● Problem to solve
Rescale the data below: reproduce every line, requests included, and multiply each point coordinate in the answers by 1.6, rounding to whole numbers with halves rounded up. Leave the pictures out of your reply.

● Extracted entries
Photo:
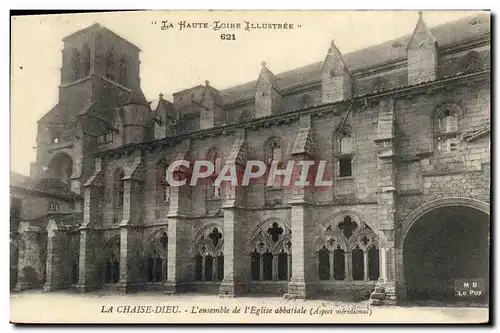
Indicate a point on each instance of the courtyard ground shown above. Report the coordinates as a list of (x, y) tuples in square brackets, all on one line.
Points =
[(105, 307)]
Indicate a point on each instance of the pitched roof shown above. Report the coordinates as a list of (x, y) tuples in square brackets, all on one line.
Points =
[(49, 186), (445, 34)]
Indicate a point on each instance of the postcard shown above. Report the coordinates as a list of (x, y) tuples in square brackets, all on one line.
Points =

● Response
Photo:
Indicate a point on each instance of the courtyard ground shown above. Report the coordinates as a list of (x, y) tuples in square brackets, all on one line.
Points =
[(168, 491)]
Indicate a point on each instance of the pitched roof shown above. Report the coordinates as a list of (x, y) tuples in square brackets, all on one line.
Points =
[(78, 298), (712, 54)]
Indicate a point on each instance of the postcard shown above. Report the coordinates as a list of (x, y) tuples in square brackets, all on one line.
Points =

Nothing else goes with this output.